→ TASKS AND EXERCISES:
a: Could you transcribe the pipeline proposals text from "Altamont: A $600-million" up to and including "many California customers."?
b: Does each statement below agree with the pipeline proposals text? Answer yes or no for each, and quote the words of the text that decide it.
(i) The Altamont line would run from Wildhorse, Alberta, to Opal, Wyoming.
(ii) The Pacific Gas Transmission expansion would increase capacity into California by about 150 million cubic feet per day.
(iii) The Mexus plan is active.

→ DOCUMENT SEGMENT:
════
Pacific Gas Transmission Co.: A $1.1-billion expansion of about 1,000 miles of existing pipeline from Kingsgate, B.C., at the U.S.-Canadian border to the Bakersfield area. Would increase capacity into California by about 600 million cubic feet per day and by 150 million cubic feet per day into Washington and Oregon. A joint project of Pacific Gas Transmission and its parent, Pacific Gas & Electric of San Francisco. Claims to be oversubscribed, including requests for 350 million cubic feet per day from three local utilities: Southern California Edison, San Diego Gas & Electric, and the City of Long Beach. Seven utilities and 30 private customers overall.

Altamont: A $600-million line from Wildhorse, Alberta, to Opal, Wyo., where it would tie in with one of two proposed Wyoming-California lines. A 700-million-cubic-feet-per-day joint venture of four big Canadian gas producers: Shell Canada, Amoco Canada, Mobil Oil Canada and Petro Canada. Altamont line is viewed as key to success of Kern-Mojave alliance because direct access to cheap Canadian gas is top priority of many California customers.

Mexus: A plan to carry Texas natural gas through northern Mexico and into Southern California, proposed by Texas investors and developers. Once seen as a way to also import natural gas from Mexico. Not active.
════
→ EXTRACTED MATERIAL:
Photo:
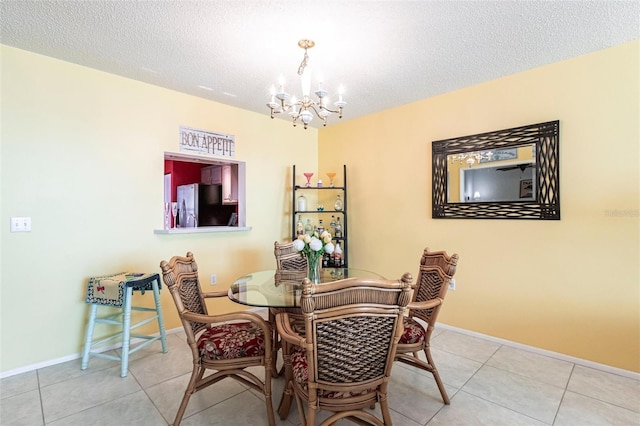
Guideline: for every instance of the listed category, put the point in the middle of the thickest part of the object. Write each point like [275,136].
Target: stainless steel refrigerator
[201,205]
════
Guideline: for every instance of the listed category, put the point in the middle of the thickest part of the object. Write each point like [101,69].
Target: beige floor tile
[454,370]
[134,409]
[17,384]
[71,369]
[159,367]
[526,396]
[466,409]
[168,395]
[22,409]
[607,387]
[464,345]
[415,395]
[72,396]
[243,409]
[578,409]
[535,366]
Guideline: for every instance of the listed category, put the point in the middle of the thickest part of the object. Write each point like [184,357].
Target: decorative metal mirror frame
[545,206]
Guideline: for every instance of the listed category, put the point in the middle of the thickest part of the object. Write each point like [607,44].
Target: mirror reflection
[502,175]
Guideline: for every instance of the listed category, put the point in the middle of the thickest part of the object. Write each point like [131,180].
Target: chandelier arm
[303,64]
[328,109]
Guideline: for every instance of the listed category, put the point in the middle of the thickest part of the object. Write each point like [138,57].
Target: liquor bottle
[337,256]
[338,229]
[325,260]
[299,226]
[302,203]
════
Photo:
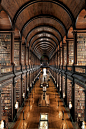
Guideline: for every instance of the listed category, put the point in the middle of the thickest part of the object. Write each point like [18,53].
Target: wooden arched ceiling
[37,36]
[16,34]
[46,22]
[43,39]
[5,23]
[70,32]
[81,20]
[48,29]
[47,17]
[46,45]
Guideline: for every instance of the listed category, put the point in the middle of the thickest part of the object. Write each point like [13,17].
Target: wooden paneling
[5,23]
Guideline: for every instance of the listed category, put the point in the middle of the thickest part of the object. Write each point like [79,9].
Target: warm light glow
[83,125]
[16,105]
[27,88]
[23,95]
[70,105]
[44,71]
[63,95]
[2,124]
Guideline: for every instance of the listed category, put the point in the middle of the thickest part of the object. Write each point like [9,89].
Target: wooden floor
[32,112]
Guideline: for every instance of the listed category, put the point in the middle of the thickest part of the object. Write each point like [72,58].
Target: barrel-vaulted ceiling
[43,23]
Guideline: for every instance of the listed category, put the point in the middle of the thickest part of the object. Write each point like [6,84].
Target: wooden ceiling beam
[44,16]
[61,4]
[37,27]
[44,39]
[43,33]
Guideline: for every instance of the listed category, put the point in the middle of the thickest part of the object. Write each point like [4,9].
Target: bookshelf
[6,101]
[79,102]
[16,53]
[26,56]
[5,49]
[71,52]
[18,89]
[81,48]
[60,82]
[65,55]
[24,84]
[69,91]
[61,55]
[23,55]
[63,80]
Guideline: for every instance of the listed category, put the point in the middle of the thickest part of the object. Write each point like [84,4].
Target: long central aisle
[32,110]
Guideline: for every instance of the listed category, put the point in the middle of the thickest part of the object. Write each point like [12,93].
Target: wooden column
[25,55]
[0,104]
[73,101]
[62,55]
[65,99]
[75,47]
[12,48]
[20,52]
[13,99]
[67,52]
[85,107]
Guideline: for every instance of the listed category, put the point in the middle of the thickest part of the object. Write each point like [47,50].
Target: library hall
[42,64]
════
→ SOLUTIONS PER TASK:
a:
Altamont: A $600-million line from Wildhorse, Alberta, to Opal, Wyo., where it would tie in with one of two proposed Wyoming-California lines. A 700-million-cubic-feet-per-day joint venture of four big Canadian gas producers: Shell Canada, Amoco Canada, Mobil Oil Canada and Petro Canada. Altamont line is viewed as key to success of Kern-Mojave alliance because direct access to cheap Canadian gas is top priority of many California customers.

b:
(i) Yes: "A $600-million line from Wildhorse, Alberta, to Opal, Wyo."
(ii) No: "Would increase capacity into California by about 600 million cubic feet per day and by 150 million cubic feet per day into Washington and Oregon."
(iii) No: "Not active."